• [What to work on]
- 1) According to the article on broken heart syndrome, who led the study?
- 2) Restate the paragraph of the broken heart syndrome article beginning "“In patients with Takotsubo cardiomyopathy" as a short bulleted list that keeps its main facts.
- 3) Carry on the article about broken heart syndrome past its final sentence.

Text under study Block Start

A condition that temporarily causes heart failure among those who experience severe stress might actually protect the organ from very high adrenaline levels, says a research. The research provides the first physiological explanation for Takotsubo cardiomyopathy, also called “broken heart syndrome” because it affects people who suffer severe emotional stress after bereavement. ”Adrenaline’s stimulatory effect on the heart is important for helping us get more oxygen around the body in stressful situations, but it can be damaging if it goes on for too long,” said Sian Harding, professor at the National Heart and Lung Institute (NHLI) at Imperial College London, who led the study.
“In patients with Takotsubo cardiomyopathy, adrenaline works in a different way and shuts down the heart instead. This seems to protect the heart from being overstimulated,” Harding was quoted as saying in the journal Circulation. Around one to two percent of people who are initially suspected of having a heart attack are finally discovered to have this increasingly recognised syndrome, according to an university statement.

Text under study Block End
Dataset content Block Start

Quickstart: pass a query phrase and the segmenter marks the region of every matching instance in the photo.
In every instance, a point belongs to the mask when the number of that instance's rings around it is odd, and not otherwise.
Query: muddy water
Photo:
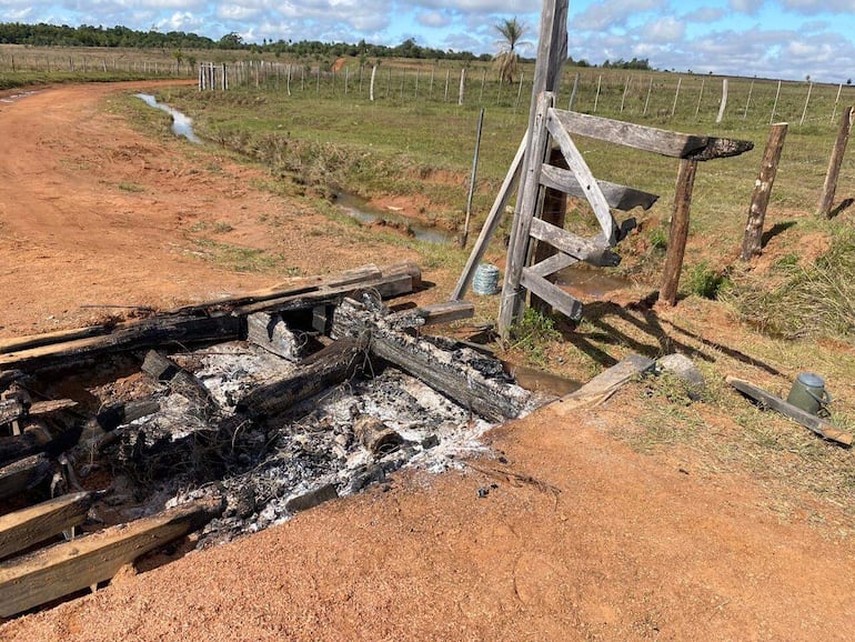
[[[555,283],[582,301],[602,299],[610,292],[632,287],[632,281],[624,277],[585,264],[565,268],[556,274]]]
[[[517,365],[511,361],[502,361],[505,372],[516,379],[516,383],[532,392],[543,392],[564,397],[582,388],[582,383],[573,379],[566,379],[552,372],[536,370],[525,365]]]
[[[183,136],[190,142],[201,144],[202,139],[193,132],[193,119],[184,116],[177,109],[172,109],[168,104],[158,102],[158,100],[150,93],[138,93],[137,98],[143,100],[149,107],[165,111],[172,117],[172,133],[175,136]]]
[[[419,241],[441,244],[451,243],[453,241],[453,235],[449,232],[429,225],[420,225],[419,223],[413,222],[412,219],[390,212],[389,210],[380,210],[372,207],[368,201],[353,194],[336,194],[335,204],[349,217],[369,225],[376,223],[378,221],[388,221],[394,227],[412,230],[413,237]]]

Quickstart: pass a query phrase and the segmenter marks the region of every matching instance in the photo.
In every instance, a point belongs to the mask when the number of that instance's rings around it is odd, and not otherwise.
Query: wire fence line
[[[223,69],[222,64],[215,67]],[[473,109],[493,106],[527,110],[532,90],[531,70],[523,70],[509,83],[501,82],[486,67],[412,69],[384,63],[324,70],[320,64],[242,61],[224,69],[231,89],[398,104],[445,102]],[[222,82],[222,78],[209,82],[208,89],[221,89]],[[855,103],[855,88],[844,83],[569,68],[556,103],[562,109],[648,123],[712,122],[738,128],[740,123],[756,127],[787,121],[794,126],[834,126],[843,109]]]
[[[201,56],[204,52],[197,52]],[[241,52],[243,53],[243,52]],[[0,73],[129,73],[199,79],[200,89],[285,91],[292,97],[352,98],[396,104],[445,102],[479,109],[527,111],[533,66],[513,82],[500,82],[489,63],[460,61],[268,61],[197,62],[195,54],[99,48],[0,48]],[[215,68],[211,71],[211,67]],[[223,74],[224,72],[224,74]],[[373,73],[372,73],[373,72]],[[373,78],[373,93],[371,80]],[[728,90],[723,103],[725,81]],[[730,129],[777,121],[834,127],[855,103],[849,83],[722,78],[692,73],[566,67],[556,104],[583,113],[648,124],[715,123]]]

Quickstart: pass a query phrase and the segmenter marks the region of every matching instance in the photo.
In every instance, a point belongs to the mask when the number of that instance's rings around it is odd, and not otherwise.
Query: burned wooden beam
[[[247,317],[247,341],[288,361],[299,361],[305,355],[309,335],[291,330],[279,314],[255,312]]]
[[[0,500],[38,485],[50,471],[50,460],[43,453],[27,457],[0,468]]]
[[[404,438],[393,428],[375,417],[360,417],[353,424],[353,433],[373,457],[383,457],[396,451],[404,443]]]
[[[88,492],[67,494],[0,516],[0,559],[82,524],[92,499]]]
[[[205,417],[217,411],[217,402],[204,383],[157,350],[149,350],[142,362],[142,371],[155,381],[169,384],[169,389],[191,401]]]
[[[237,339],[240,320],[230,314],[213,317],[154,317],[118,324],[112,332],[0,354],[0,368],[34,370],[71,364],[109,352],[121,352],[210,340]]]
[[[409,294],[413,291],[413,277],[410,273],[391,274],[371,281],[335,288],[319,288],[313,292],[271,299],[235,308],[232,314],[245,315],[254,312],[294,312],[311,310],[319,305],[336,305],[348,297],[355,295],[361,290],[375,290],[384,299]]]
[[[110,580],[124,564],[198,530],[222,509],[219,498],[182,504],[7,561],[0,564],[0,616],[10,618]]]
[[[466,301],[444,301],[442,303],[394,312],[386,317],[386,321],[393,328],[404,329],[451,323],[461,319],[471,319],[474,314],[475,305],[473,303],[467,303]]]
[[[303,361],[300,369],[253,389],[237,404],[254,418],[275,417],[289,408],[353,377],[362,364],[366,341],[345,338]]]

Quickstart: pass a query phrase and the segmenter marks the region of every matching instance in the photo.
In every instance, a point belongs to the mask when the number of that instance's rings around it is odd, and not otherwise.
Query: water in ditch
[[[178,111],[177,109],[172,109],[168,104],[163,104],[162,102],[158,102],[158,100],[151,96],[150,93],[138,93],[137,98],[141,99],[145,102],[149,107],[153,107],[155,109],[160,109],[162,111],[165,111],[168,114],[172,117],[172,133],[175,136],[183,136],[187,140],[190,142],[194,142],[197,144],[201,144],[202,139],[199,138],[195,132],[193,132],[193,119],[189,116],[185,116]]]

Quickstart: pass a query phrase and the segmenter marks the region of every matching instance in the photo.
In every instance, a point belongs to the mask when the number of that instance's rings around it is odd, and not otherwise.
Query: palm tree
[[[502,20],[493,27],[502,36],[502,40],[499,41],[499,53],[493,58],[493,64],[499,72],[499,80],[513,82],[517,63],[516,47],[523,44],[522,37],[527,27],[524,22],[520,22],[516,17]]]

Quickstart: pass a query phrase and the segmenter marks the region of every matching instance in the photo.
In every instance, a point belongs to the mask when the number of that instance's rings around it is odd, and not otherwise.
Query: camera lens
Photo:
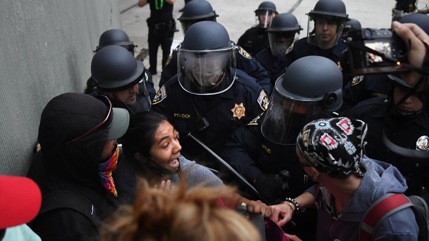
[[[363,31],[363,35],[366,38],[369,38],[372,37],[372,30],[370,29],[365,29]]]

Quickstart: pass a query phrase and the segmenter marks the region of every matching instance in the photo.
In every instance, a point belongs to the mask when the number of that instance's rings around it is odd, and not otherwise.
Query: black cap
[[[108,30],[101,34],[95,51],[109,45],[119,45],[127,49],[131,49],[130,50],[133,50],[134,47],[134,43],[130,41],[125,32],[117,29]]]
[[[290,13],[281,13],[275,16],[271,21],[268,28],[269,32],[284,32],[302,30],[301,26],[293,15]]]
[[[181,16],[178,19],[183,22],[187,20],[215,18],[218,16],[208,2],[205,0],[193,0],[185,5]]]
[[[91,74],[102,91],[116,92],[136,85],[145,77],[143,63],[125,48],[105,47],[96,53],[91,63]]]
[[[185,34],[182,48],[191,50],[213,50],[225,45],[230,46],[230,43],[228,31],[222,24],[213,21],[202,21],[189,27]]]
[[[262,3],[259,4],[258,9],[255,10],[255,12],[260,10],[272,11],[277,13],[277,11],[275,8],[275,5],[271,2],[263,2]]]
[[[322,15],[347,18],[346,6],[341,0],[319,0],[314,8],[308,13],[309,16]]]
[[[335,95],[336,101],[329,110],[334,111],[342,103],[342,74],[335,62],[324,57],[307,56],[290,64],[275,88],[285,96],[303,101]]]

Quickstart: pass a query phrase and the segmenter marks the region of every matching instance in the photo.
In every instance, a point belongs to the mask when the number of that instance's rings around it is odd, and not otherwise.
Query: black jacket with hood
[[[82,139],[66,143],[100,124],[108,111],[102,101],[83,94],[66,93],[52,99],[40,118],[38,140],[42,150],[27,173],[43,196],[58,191],[73,192],[88,200],[103,219],[117,206],[98,175],[99,165],[104,162],[101,157],[108,129],[102,126]],[[72,209],[47,213],[36,217],[30,227],[44,241],[92,240],[98,235],[88,219]]]

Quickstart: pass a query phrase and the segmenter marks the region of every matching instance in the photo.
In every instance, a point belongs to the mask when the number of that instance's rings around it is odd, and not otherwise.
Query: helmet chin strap
[[[174,175],[178,173],[179,172],[179,170],[180,169],[180,162],[179,162],[179,166],[178,167],[177,169],[173,170],[163,168],[158,163],[157,163],[155,162],[152,161],[151,159],[149,159],[148,160],[148,162],[145,162],[145,165],[146,167],[148,168],[148,169],[150,170],[150,171],[154,174],[155,174],[159,176]],[[178,159],[177,161],[178,162],[179,160]],[[152,164],[155,165],[155,167],[151,167],[149,165],[148,165],[148,163],[149,162],[152,162]]]

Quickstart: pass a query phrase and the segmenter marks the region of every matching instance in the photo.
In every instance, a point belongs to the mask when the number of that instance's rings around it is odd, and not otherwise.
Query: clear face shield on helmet
[[[326,117],[326,111],[321,104],[322,100],[296,100],[283,95],[275,88],[264,114],[262,135],[278,144],[296,144],[296,138],[304,126]]]
[[[332,47],[341,36],[346,19],[330,15],[308,15],[307,41],[322,48]]]
[[[299,36],[296,30],[274,32],[268,31],[269,47],[274,56],[284,53]]]
[[[177,76],[187,92],[200,95],[222,93],[233,85],[236,72],[236,46],[196,51],[182,49],[177,52]]]
[[[271,20],[275,17],[275,13],[272,10],[256,10],[255,14],[256,26],[264,29],[269,27],[271,25]]]

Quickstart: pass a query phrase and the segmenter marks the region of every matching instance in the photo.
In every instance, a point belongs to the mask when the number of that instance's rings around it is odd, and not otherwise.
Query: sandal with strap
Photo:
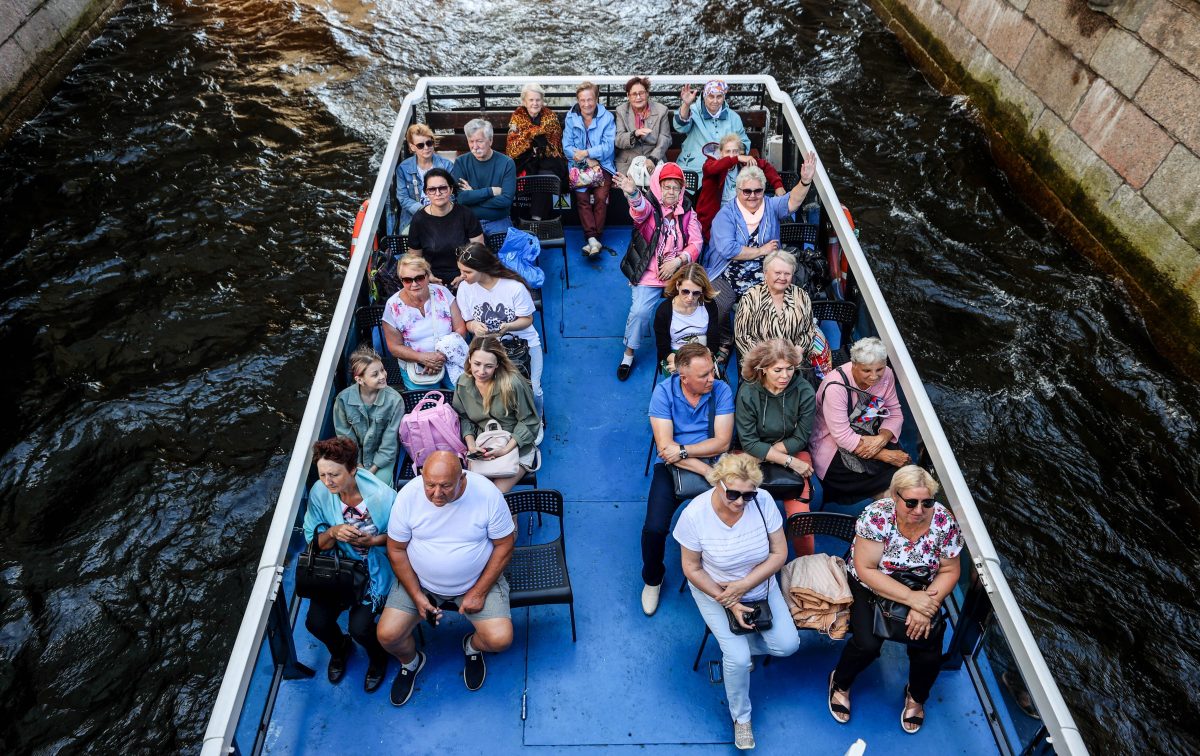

Dataset content Block End

• [Answers provided]
- 1) Sian Harding, a professor at the National Heart and Lung Institute (NHLI) at Imperial College London.

- 2)
- In Takotsubo cardiomyopathy, adrenaline shuts down the heart instead of stimulating it.
- This appears to protect the heart from overstimulation.
- Harding was quoted in the journal Circulation.
- According to a university statement, about one to two percent of people first suspected of having a heart attack turn out to have this increasingly recognized syndrome.

- 3)
The study, which simulated the condition in a rat model, suggested that the body changes its response to adrenaline by switching from its usual role in stimulating the heart to reducing its pumping power. Although this results in acute heart failure, most patients make a full recovery within days or weeks. The researchers propose that the switch in the heart’s response to adrenaline might have evolved to protect the heart from being overstimulated by the particularly high doses of adrenaline that the body releases during stress.
Patients with Takotsubo cardiomyopathy, most often older women, experience symptoms that resemble a heart attack, but heart tests reveal no blockage in the coronary arteries; instead the heart has a balloon-like appearance caused by the bottom of the heart not contracting properly.